> _Page extract_
# W6 Experiments and Uncertainty: Solutions

This week we are going to get more practice using the difference in means function from last week and get an introduction to the standard error and t-statistic.

We will be using the lobbyist data from this week. 

Before we dive into the code, here are some of the important concepts of the week: 

- **True Average Treatment Effect**: If we could see all the potential outcomes, the actual truth about what the causal effect of a treatment is.
- **Estimate**: From a particular study run a particular time, our best guess of what the true average treatment effect is.
- **Bias**: When a study's estimates are systematically wrong in a particular direction; e.g., because of omitted variable bias. Observational studies typically are biased. Experiments have no bias. If a study design is biased, it would be wrong even if its sample size were infinitely large.
- **Noise**: Because of random chance, a study's estimate differs from the truth, even though it is on average correct. If a study had an infinitely large sample size, it would have no noise. Experiments can also have noise. 
- **Standard Error**: A way of measuring *how much* a study's estimate will differ from the truth (and between different runs of the same experiment) because of random chance. I.e., a measure of how much noise there is in an experiment.
- **t-statistic**: Defined as the estimate divided by the standard error. Gives an indication of how likely a study's result is to have arisen by chance. (More soon on how to use this.)

In [1]:
#let's start by loading data and a package 
data <- read.csv('ps3_lobbying.csv')
head(data)
library(estimatr)

Unnamed: 0_level_0,caseid,supportgroup,treat,ally,female
Unnamed: 0_level_1,<int>,<int>,<chr>,<dbl>,<int>
1,36,0,control,0.3333333,0
2,64,0,control,0.3333333,0
3,56,0,control,0.3333333,0
4,96,0,control,0.0,0
5,101,0,control,0.0,0
6,82,0,control,0.0,1


Here is a quick reminder of what each column means:

- `caseid`: Number that identifies each legislator/district
- `supportgroup`: This is the *outcome*. It is a measure of whether the legislator agreed to list their name publicly as a "sponsor" of the bill.

[Labeled-object pointing entries]
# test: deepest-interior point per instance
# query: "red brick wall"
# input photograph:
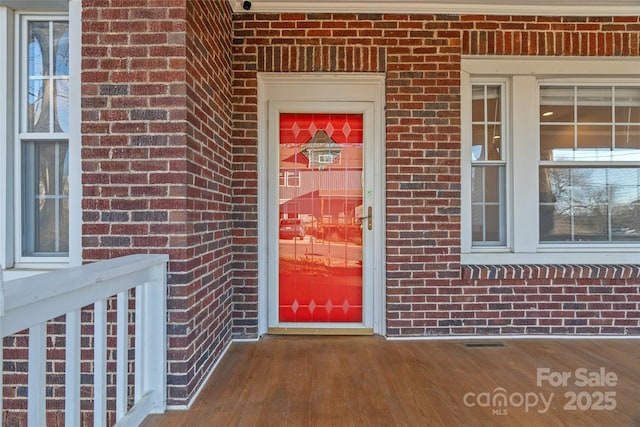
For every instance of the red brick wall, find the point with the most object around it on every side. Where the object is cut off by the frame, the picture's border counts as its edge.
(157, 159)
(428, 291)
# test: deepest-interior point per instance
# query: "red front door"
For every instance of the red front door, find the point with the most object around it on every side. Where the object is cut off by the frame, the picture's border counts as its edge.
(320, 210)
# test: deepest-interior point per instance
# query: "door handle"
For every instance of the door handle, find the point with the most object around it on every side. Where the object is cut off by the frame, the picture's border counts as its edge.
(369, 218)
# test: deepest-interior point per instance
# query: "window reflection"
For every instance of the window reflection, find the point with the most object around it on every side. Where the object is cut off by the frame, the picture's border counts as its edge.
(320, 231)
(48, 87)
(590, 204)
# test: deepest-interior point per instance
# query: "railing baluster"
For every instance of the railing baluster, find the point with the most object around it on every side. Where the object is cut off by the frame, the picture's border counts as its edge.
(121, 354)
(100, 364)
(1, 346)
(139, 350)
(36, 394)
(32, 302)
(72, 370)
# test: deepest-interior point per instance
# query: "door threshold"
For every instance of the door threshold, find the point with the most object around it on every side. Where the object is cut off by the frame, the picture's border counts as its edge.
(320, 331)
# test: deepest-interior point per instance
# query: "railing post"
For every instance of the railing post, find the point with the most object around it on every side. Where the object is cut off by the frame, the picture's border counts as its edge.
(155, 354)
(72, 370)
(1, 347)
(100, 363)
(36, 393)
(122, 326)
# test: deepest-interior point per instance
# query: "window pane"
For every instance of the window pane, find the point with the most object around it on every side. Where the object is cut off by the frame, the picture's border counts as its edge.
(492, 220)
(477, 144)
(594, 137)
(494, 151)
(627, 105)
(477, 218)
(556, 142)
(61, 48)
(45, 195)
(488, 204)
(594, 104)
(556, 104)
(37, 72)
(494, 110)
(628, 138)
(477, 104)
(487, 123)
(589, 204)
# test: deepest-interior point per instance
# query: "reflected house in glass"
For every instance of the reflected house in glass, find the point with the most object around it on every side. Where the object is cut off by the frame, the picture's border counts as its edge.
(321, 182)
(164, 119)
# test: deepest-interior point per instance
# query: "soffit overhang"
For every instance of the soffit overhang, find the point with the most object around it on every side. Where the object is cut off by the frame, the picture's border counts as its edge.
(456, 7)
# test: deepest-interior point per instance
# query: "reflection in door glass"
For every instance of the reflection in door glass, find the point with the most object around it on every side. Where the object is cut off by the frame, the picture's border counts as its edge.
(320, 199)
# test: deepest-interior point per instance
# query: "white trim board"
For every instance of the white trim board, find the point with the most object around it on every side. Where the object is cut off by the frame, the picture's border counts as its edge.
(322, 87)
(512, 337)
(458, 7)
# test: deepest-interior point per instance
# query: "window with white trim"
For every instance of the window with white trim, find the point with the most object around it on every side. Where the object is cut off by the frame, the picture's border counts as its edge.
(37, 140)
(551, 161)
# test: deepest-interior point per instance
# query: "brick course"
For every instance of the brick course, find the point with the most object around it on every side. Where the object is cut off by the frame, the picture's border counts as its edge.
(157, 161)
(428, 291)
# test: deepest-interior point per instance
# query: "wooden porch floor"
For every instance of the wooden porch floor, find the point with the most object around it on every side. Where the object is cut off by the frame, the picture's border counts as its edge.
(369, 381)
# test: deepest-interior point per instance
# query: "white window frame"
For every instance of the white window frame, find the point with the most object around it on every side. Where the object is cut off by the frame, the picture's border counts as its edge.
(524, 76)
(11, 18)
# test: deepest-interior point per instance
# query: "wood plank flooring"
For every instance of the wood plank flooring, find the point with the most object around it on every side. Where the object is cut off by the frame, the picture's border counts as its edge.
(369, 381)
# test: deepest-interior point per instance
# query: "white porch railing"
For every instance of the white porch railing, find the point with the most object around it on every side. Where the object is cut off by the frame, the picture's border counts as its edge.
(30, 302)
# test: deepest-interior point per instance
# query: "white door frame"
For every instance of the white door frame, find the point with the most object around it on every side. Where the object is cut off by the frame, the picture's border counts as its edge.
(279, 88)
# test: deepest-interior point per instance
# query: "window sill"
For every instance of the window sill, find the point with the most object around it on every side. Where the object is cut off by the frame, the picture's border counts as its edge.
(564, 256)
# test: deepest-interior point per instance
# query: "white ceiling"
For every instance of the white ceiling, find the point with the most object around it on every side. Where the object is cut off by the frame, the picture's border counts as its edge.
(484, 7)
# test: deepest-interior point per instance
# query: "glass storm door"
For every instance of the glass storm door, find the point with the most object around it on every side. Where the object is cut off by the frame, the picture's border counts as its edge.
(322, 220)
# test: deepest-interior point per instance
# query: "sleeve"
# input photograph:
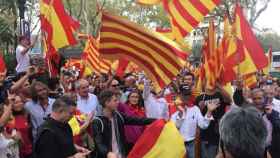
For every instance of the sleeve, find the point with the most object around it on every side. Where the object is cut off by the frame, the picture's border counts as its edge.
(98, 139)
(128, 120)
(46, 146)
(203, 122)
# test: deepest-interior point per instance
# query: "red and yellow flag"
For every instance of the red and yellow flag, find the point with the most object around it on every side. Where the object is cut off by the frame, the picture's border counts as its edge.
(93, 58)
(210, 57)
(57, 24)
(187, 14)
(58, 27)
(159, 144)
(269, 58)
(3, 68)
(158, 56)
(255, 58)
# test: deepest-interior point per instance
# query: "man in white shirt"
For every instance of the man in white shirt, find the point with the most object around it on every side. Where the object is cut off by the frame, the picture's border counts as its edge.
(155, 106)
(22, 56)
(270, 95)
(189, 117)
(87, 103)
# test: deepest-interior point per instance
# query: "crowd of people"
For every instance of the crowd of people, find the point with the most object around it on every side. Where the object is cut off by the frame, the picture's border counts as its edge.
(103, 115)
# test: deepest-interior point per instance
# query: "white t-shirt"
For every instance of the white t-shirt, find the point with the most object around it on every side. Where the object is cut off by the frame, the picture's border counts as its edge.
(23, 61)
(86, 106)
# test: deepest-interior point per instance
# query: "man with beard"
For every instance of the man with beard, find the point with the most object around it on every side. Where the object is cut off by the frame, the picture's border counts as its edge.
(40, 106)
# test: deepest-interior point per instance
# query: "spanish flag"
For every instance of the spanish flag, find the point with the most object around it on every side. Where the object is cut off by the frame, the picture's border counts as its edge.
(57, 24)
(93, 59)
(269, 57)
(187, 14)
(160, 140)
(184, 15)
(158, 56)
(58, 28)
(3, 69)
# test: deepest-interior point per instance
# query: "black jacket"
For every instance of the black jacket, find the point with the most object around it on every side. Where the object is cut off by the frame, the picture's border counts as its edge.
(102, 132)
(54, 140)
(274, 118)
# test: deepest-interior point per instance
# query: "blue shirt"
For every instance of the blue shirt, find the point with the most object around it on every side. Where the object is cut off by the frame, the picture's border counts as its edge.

> _Set exercise A_
The experiments and uncertainty lesson above opens with a bulleted list of the week's key concepts. Name every concept defined in that list.
> _Set exercise B_
Continue the experiments and uncertainty lesson from its last sentence.

> _Result A_
True Average Treatment Effect, Estimate, Bias, Noise, Standard Error, t-statistic

> _Result B_
- `treat`: This is the *treatment*. It has several possible values:
    - `"control"`: the office received no contact from the lobbyist
    - `"officelobby"`: the legislator was asked to meet to discuss the bill in their office
    - `"sociallobby"`: the legislator was asked to meet to discuss the bill at a social location (a restaurant or bar)
- `ally`: The authors thought that social lobbying might be especially effective among legislators who had supported the group's priorities in the past. To measure this, they asked the lobbyist: "In your opinion, how well does the phrase ‘ally of the interest group’ describe the legislator?" This is therefore the lobbyists' rating of whether the legislator is an ally of the interest group (values 0, 1/3, 2/3, and 1).
- `female` : legislator gender, 1 = legislator is female; 0 = not
  

## Average treatment effects 

Calculate the average treatment effect between the control group and the social lobby group, using the difference in means function, as I demonstrate comparing the control group to the office lobby group. 

In [2]:
## example 
diff.in.means <- difference_in_means(supportgroup ~ treat, data, condition1 = "control", condition2 = "officelobby")
diff.in.means

Design:  Standard 
                     Estimate Std. Error     t value  Pr(>|t|)   CI Lower
treatofficelobby -0.003947368 0.06118912 -0.06451096 0.9487337 -0.1258275
                  CI Upper       DF
treatofficelobby 0.1179327 75.56205

Before we run the main code for the treatment effect, practice using the difference in means function by calculate the difference in means in the outcome (`supportgroup`) between men and women (`female`) 

In [3]:
gender.dim <- difference_in_means(supportgroup ~ female, data, condition1 = 0, condition2 = 1) 
gender.dim

Design:  Standard 
        Estimate Std. Error  t value  Pr(>|t|)    CI Lower  CI Upper       DF
female 0.1026393 0.07844012 1.308505 0.1979065 -0.05571832 0.2609969 41.47795

Now calculate the average treatment effect by comparing the outcome (`supportgroup`) between the control group and the social lobby group. 

In [4]:
avg.treat.effect <- difference_in_means(supportgroup ~ treat, data, condition1 = "control", condition2 = "sociallobby")
avg.treat.effect 

Design:  Standard 
                  Estimate Std. Error  t value  Pr(>|t|)    CI Lower  CI Upper
treatsociallobby 0.1161746 0.07675608 1.513555 0.1345858 -0.03687757 0.2692267
                       DF
treatsociallobby 70.86971

## Interpreting results 

- What is the estimate you find from running the above code?
    - We see that if a senator was asked to meet in a social setting, they were 11.6 percentage points more likely to put their name as a sponsor on a bill than if they were in the control group. 
- What is the standard error?
    - The standard error associated with the estimate is 0.076. The standard error is a measure of noise and the smaller the standard error the less the noise in our data. 
- What is the t-statistic?
    - The t-statistic associated with the estimate is 1.51. We can get this by dividing the difference in means by the standard error.